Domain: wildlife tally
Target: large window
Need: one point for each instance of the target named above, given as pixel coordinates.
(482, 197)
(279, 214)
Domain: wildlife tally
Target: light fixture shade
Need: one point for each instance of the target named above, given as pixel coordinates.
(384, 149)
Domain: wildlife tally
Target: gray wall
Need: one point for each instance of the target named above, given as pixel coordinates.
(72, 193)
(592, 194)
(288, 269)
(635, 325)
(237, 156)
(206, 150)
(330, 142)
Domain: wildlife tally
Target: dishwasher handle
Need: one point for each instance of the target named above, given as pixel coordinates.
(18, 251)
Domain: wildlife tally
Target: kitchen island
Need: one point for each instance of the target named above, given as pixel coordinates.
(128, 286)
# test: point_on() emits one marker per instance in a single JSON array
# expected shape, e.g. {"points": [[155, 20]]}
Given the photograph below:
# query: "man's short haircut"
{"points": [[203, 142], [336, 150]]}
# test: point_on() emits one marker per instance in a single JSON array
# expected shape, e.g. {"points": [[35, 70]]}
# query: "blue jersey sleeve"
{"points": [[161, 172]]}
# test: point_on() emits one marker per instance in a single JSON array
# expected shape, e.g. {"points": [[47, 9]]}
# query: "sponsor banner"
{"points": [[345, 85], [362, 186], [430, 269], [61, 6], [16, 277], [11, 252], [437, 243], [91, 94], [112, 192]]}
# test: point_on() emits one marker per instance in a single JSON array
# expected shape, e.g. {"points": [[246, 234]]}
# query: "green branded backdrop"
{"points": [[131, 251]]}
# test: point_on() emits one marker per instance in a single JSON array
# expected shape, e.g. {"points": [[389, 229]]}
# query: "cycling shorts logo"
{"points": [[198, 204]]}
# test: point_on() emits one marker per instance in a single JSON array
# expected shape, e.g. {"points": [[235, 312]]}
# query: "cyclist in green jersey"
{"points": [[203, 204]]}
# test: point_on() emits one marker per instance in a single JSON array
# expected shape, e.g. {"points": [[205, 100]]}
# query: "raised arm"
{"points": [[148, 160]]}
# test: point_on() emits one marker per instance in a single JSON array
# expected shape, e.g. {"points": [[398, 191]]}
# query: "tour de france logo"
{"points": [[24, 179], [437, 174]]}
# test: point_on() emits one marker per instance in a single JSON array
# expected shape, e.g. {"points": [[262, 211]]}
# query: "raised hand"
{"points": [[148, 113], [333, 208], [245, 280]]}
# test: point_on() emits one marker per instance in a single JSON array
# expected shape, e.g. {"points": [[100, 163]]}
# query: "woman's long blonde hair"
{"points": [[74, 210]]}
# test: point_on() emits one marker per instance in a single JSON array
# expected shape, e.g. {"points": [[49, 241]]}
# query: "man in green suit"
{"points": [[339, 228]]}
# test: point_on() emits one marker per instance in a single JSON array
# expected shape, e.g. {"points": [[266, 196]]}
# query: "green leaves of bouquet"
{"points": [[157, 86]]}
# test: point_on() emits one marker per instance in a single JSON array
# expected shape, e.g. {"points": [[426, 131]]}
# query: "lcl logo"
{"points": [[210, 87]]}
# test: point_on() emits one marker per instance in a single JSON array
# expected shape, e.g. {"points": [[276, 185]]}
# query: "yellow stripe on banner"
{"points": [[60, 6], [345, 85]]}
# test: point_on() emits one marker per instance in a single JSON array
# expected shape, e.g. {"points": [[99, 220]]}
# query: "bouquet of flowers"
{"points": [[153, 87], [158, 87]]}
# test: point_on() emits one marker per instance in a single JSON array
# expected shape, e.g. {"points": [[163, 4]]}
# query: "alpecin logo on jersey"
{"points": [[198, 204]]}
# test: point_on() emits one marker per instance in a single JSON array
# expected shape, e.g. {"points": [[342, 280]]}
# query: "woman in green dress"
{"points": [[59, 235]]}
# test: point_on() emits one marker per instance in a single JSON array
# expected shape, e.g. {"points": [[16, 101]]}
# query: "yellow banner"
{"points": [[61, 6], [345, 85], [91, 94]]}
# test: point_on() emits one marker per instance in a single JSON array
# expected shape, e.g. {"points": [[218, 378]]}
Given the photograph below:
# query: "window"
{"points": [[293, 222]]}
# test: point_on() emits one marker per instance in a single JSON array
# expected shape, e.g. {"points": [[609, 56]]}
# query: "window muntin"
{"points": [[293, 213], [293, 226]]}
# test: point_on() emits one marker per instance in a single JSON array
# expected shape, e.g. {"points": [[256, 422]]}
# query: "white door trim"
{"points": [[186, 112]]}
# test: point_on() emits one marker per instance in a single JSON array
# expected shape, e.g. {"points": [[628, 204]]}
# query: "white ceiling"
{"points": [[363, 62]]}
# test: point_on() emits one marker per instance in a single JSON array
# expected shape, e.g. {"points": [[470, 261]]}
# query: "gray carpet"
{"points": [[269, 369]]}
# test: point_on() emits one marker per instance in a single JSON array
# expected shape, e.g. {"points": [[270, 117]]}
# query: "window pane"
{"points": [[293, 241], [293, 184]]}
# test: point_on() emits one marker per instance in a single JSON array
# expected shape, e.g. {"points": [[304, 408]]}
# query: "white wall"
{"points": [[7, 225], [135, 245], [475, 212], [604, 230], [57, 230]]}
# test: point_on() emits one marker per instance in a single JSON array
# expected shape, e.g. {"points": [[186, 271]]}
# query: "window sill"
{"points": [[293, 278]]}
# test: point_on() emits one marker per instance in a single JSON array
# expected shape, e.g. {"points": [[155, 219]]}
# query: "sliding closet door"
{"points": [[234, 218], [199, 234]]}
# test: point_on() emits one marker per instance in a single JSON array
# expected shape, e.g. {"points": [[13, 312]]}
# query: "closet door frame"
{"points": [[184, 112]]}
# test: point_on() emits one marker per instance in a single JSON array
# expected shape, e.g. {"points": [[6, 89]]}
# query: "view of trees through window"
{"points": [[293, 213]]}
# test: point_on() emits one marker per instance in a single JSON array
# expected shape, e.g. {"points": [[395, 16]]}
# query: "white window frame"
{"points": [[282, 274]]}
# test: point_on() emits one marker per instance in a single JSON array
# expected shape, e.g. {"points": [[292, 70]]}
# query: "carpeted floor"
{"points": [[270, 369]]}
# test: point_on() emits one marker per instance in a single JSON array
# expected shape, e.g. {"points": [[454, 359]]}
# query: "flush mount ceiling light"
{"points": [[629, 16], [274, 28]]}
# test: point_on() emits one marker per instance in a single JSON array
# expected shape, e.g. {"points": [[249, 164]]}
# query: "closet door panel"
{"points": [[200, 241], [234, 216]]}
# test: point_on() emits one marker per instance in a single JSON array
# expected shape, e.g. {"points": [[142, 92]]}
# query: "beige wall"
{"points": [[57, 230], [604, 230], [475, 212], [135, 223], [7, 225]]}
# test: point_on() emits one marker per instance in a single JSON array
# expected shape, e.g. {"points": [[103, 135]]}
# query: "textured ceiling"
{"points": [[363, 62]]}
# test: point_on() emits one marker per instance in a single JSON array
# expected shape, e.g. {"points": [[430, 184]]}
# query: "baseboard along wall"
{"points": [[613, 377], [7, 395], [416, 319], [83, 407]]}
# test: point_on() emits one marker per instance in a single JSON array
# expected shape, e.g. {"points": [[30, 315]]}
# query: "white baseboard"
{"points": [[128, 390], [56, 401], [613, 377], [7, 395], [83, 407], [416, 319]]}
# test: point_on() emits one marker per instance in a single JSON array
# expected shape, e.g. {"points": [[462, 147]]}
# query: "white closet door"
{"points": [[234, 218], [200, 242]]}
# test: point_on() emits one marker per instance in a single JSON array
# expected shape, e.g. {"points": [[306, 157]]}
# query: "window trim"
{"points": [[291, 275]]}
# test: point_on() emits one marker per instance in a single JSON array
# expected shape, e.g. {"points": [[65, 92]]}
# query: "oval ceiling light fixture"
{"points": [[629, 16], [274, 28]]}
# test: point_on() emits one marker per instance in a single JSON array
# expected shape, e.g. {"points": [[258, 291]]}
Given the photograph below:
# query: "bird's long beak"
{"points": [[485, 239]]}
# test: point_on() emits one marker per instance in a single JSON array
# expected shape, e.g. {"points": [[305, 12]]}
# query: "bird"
* * * *
• [DIRECTIONS]
Reproduce exactly the lines from the beginning of the entries above up to and including the line that contains "Target: light fixture shade".

• [ANSWER TO THIS TASK]
Domain: wildlife tally
Target: large window
Need: one point for each instance of the target named above, given as pixel coordinates.
(482, 197)
(279, 214)
Domain: wildlife tally
Target: light fixture shade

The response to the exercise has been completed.